■ Description of the task ■
Without omission or alteration, write out all of the data.

■ Recorded data ■
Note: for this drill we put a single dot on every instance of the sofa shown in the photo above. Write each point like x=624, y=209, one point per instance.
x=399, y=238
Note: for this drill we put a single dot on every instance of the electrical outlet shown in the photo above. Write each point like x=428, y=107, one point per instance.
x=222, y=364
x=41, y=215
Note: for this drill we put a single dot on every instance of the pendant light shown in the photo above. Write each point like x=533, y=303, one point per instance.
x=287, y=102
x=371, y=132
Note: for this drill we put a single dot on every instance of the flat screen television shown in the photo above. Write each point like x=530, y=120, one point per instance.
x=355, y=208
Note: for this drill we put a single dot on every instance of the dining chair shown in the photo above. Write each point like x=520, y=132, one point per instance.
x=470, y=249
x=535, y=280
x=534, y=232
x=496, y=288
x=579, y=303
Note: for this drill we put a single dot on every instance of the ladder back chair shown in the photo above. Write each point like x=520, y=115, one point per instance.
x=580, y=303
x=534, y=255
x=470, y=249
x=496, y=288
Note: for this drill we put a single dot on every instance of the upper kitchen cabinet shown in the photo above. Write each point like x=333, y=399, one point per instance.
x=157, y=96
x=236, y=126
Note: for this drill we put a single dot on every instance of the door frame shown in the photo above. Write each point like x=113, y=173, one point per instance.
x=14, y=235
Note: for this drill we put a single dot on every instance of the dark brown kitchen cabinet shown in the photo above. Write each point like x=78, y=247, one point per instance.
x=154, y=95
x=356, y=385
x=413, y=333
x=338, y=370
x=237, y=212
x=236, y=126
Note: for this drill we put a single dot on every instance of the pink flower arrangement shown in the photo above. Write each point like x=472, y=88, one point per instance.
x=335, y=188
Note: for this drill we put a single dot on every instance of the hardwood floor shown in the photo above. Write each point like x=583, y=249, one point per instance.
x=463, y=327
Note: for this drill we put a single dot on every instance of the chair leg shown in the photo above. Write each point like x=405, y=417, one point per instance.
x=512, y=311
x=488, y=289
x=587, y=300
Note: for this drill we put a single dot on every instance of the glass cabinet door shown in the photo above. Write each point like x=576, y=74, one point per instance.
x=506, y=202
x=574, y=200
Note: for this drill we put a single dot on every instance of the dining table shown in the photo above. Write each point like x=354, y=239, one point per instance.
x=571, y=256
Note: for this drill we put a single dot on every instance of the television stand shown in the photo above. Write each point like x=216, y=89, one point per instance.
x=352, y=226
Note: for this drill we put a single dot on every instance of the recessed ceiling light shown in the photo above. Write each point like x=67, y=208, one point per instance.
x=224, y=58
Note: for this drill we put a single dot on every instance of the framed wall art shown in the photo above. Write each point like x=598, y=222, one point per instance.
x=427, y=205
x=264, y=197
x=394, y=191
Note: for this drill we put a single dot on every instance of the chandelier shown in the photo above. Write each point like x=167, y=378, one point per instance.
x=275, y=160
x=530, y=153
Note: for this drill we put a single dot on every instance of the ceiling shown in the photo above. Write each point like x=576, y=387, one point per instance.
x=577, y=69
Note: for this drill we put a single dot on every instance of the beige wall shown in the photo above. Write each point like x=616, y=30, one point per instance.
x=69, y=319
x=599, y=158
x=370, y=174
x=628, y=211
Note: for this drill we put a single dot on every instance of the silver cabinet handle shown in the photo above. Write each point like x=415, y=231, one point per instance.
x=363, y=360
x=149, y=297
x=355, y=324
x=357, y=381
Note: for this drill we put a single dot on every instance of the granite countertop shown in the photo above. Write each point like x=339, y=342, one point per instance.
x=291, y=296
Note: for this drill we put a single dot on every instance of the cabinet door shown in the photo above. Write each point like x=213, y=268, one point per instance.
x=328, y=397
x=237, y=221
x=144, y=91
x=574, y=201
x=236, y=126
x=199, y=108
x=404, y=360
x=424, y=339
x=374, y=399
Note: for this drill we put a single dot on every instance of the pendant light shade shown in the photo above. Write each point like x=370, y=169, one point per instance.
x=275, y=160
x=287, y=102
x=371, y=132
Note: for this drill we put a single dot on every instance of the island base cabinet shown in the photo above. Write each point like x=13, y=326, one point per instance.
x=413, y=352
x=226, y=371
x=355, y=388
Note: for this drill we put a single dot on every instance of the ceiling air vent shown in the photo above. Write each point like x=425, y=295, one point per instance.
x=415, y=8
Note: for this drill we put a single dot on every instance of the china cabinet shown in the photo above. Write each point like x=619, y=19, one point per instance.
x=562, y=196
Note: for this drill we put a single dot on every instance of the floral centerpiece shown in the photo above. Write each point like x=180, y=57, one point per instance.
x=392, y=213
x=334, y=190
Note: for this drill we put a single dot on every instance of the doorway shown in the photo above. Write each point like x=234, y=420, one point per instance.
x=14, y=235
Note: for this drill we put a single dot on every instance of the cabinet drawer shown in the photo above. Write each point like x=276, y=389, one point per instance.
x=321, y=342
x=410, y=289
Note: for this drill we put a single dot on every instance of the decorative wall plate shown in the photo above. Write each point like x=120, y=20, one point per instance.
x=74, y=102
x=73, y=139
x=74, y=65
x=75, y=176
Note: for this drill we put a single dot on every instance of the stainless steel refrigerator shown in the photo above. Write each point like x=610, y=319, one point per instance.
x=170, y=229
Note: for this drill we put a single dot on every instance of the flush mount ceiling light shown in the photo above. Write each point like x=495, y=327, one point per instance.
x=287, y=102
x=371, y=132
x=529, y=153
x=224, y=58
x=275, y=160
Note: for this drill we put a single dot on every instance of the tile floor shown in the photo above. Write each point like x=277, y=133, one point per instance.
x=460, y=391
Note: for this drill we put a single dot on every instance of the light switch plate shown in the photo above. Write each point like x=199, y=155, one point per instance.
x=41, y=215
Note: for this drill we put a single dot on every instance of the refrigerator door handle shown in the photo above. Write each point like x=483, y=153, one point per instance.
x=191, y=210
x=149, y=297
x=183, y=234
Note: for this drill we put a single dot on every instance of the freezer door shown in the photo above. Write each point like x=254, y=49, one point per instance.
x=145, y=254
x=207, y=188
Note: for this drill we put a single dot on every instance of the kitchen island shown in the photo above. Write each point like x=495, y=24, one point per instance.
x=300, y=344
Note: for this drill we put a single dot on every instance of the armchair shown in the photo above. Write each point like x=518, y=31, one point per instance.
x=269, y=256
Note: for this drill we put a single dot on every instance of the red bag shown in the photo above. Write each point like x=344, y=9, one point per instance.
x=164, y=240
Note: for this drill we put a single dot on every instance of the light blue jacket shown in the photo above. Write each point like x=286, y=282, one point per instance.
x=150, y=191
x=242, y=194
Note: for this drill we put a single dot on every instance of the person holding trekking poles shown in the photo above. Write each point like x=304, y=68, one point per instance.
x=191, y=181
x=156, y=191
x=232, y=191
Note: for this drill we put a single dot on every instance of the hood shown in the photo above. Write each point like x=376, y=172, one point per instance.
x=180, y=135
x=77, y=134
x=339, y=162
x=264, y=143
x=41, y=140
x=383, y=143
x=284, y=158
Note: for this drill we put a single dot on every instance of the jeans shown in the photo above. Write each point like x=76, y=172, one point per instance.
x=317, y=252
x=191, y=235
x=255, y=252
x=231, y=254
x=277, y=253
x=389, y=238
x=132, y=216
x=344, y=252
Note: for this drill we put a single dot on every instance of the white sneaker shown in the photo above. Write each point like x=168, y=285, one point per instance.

■ Completed exercise ■
Note: for this drill we put a single dot on every instance of the sofa shown in the photo above. Write each point like x=624, y=209, one point per instance.
x=399, y=238
Note: for this drill we put a single dot on every instance of the electrical outlet shown in the photo above. Write each point like x=428, y=107, one point per instance.
x=222, y=364
x=41, y=215
Note: for this drill we put a single dot on every instance of the pendant light shown in the photo above. Write each point like x=533, y=303, one point per instance.
x=287, y=102
x=371, y=132
Note: for this drill we put a single dot on every instance of the flat screen television shown in the photo above. Write each point like x=530, y=120, one point per instance.
x=355, y=208
Note: for this drill we put a single dot on every instance of the dining chair shown in the photo above. Write each point like x=520, y=132, one point per instance.
x=470, y=249
x=535, y=280
x=534, y=232
x=496, y=288
x=579, y=303
Note: for this drill we put a single dot on every instance of the ladder back chair shown in the photo above. Write each point like x=520, y=115, one point per instance.
x=580, y=303
x=534, y=255
x=470, y=249
x=496, y=288
Note: for this drill we put a single dot on every instance of the upper kitchen cabinet shown in the photo above. Write each point like x=333, y=399, one point per instance.
x=157, y=96
x=236, y=126
Note: for this drill we put a single dot on every instance of the door frame shown in the photo above. Write each point like x=113, y=173, one point per instance.
x=14, y=235
Note: for this drill we put a single dot on every instance of the dark brown kitchen cabinet shown in the photo above. Write each point like x=78, y=247, one point per instance.
x=154, y=95
x=356, y=385
x=413, y=333
x=338, y=370
x=237, y=212
x=236, y=126
Note: for this drill we put a single dot on every instance of the pink flower arrangement shown in the photo above. Write each point like x=472, y=88, one point per instance.
x=335, y=188
Note: for this drill we put a single dot on every instance of the hardwood floor shown in the photo above. Write each point like x=583, y=249, one point per instance.
x=463, y=327
Note: for this drill we put a single dot on every instance of the chair leg shown in the photo above. Write each point like x=405, y=417, one point per instance.
x=512, y=311
x=488, y=289
x=587, y=300
Note: for this drill we put a single dot on every instance of the glass cabinet door shown in the photo above. Write each point like x=576, y=74, one point per instance.
x=506, y=202
x=574, y=200
Note: for this drill we put a single dot on every instance of the dining table shown in the photo above. Write each point like x=354, y=239, one point per instance.
x=571, y=256
Note: for this drill we put a single dot on every instance of the television stand shown in the photo above. Write each point like x=216, y=89, one point per instance.
x=352, y=226
Note: for this drill we put a single dot on every instance of the recessed ceiling light shown in the photo above. Write each point like x=67, y=208, one point per instance.
x=224, y=58
Note: for this drill we put a single dot on every instance of the framed wall art shown in the photo above. Write each point like x=598, y=222, one point per instance.
x=427, y=205
x=264, y=197
x=394, y=191
Note: for this drill we put a single dot on every instance of the chandelier shown in the photo above. Write each point like x=167, y=378, one point per instance.
x=275, y=160
x=530, y=153
Note: for this drill we put a single dot on every instance of the ceiling shown in the photo above. Write each point like x=576, y=387, one point per instance.
x=577, y=69
Note: for this drill we put a single dot on every instance of the beige wall shown in the photo above. Write each point like x=616, y=30, one point per instance.
x=69, y=319
x=599, y=158
x=370, y=174
x=628, y=211
Note: for this drill we put a single dot on every instance of the silver cabinet handle shown in the photo above. Write each point like x=415, y=231, one point per instance.
x=363, y=360
x=149, y=297
x=355, y=324
x=357, y=381
Note: for this drill we put a single dot on every instance of the granite countertop shown in the photo above. Write each point like x=339, y=342, one point per instance.
x=291, y=296
Note: for this drill we put a single dot on every instance of the cabinet door shown in the photo above. Write each point like x=213, y=268, one point per instance.
x=328, y=397
x=237, y=221
x=144, y=91
x=574, y=201
x=236, y=126
x=199, y=108
x=404, y=360
x=424, y=339
x=374, y=399
Note: for this drill we put a single dot on every instance of the pendant light shade shown in the photo above. Write each point like x=370, y=169, one point per instance.
x=275, y=160
x=287, y=102
x=371, y=132
Note: for this drill we put a single dot on every instance of the island base cabinet shown in the photo above. Write each point like x=13, y=326, one point per instance.
x=413, y=352
x=226, y=371
x=355, y=388
Note: for this drill we put a single dot on every instance of the ceiling air vent shown in the photo above. Write each point like x=425, y=295, one point per instance.
x=415, y=8
Note: for this drill we put a single dot on every instance of the china cabinet shown in the photo above. Write each point like x=619, y=19, one point per instance.
x=562, y=196
Note: for this drill we put a single dot on every instance of the floral centerpiece shown in the photo above. Write each point like x=180, y=57, one point per instance.
x=392, y=213
x=334, y=190
Note: for this drill we put a single dot on every instance of the doorway shown in the photo above. Write each point like x=234, y=420, one point per instance.
x=14, y=235
Note: for this drill we put a single dot on every instance of the cabinet drawer shown in the photo above. Write each point like x=276, y=389, one point per instance.
x=321, y=342
x=410, y=289
Note: for this drill we put a single dot on every instance of the decorative wall plate shown in the photo above. Write each point like x=120, y=20, one point per instance.
x=74, y=102
x=73, y=139
x=74, y=65
x=75, y=176
Note: for this drill we put a single dot on every instance of the stainless steel refrigerator shown in the photo above. Write each point like x=610, y=319, one point per instance.
x=170, y=229
Note: for this drill we put a single dot on every instance of the flush mount ceiling light shown in the photo above. Write each point like x=495, y=327, one point per instance.
x=287, y=102
x=371, y=132
x=529, y=153
x=224, y=58
x=275, y=160
Note: for this drill we put a single dot on every instance of the tile floor shown in the photo above. Write each point like x=277, y=133, one point per instance.
x=460, y=391
Note: for this drill we put a single dot on every instance of the light switch plate shown in the photo above. Write each point like x=199, y=155, one point per instance.
x=41, y=215
Note: for this drill we put a single dot on every instance of the refrigerator door handle shown in the photo above. Write each point like x=483, y=153, one point per instance.
x=191, y=210
x=149, y=297
x=183, y=234
Note: for this drill we put a single dot on every instance of the freezer door shown in the photo above. Write each point like x=254, y=49, one point per instance.
x=145, y=254
x=207, y=188
Note: for this drill we put a single dot on every instance of the kitchen island shown in the photo above. Write each point like x=495, y=24, one point per instance.
x=300, y=344
Note: for this drill we put a single dot on every instance of the armchair shown in the photo above. Write each point like x=518, y=31, one point per instance.
x=269, y=256
Note: for this drill we put a single dot on every instance of the red bag shown in the photo above. Write each point like x=344, y=9, one point per instance.
x=164, y=240
Note: for this drill we put a single dot on every instance of the light blue jacket shown in the photo above. Write each point like x=286, y=282, one point per instance.
x=150, y=191
x=242, y=194
Note: for this drill we put a single dot on every instance of the person holding trekking poles shown in the photo above. Write each point like x=304, y=68, one point per instance.
x=191, y=181
x=156, y=191
x=232, y=191
Note: for this drill we put a single dot on every instance of the hood shown in the photo above. Write each point like x=376, y=172, one point per instance.
x=180, y=135
x=77, y=134
x=339, y=162
x=264, y=143
x=41, y=140
x=383, y=143
x=284, y=158
Note: for this drill we put a single dot on every instance of the jeans shown in the photo above. Write each point like x=76, y=172, one point per instance.
x=317, y=252
x=191, y=235
x=255, y=252
x=231, y=254
x=277, y=253
x=389, y=238
x=132, y=216
x=344, y=252
Note: for this drill we put a single dot on every instance of the white sneaker shown in the photo above. Write each point like x=168, y=285, one point per instance.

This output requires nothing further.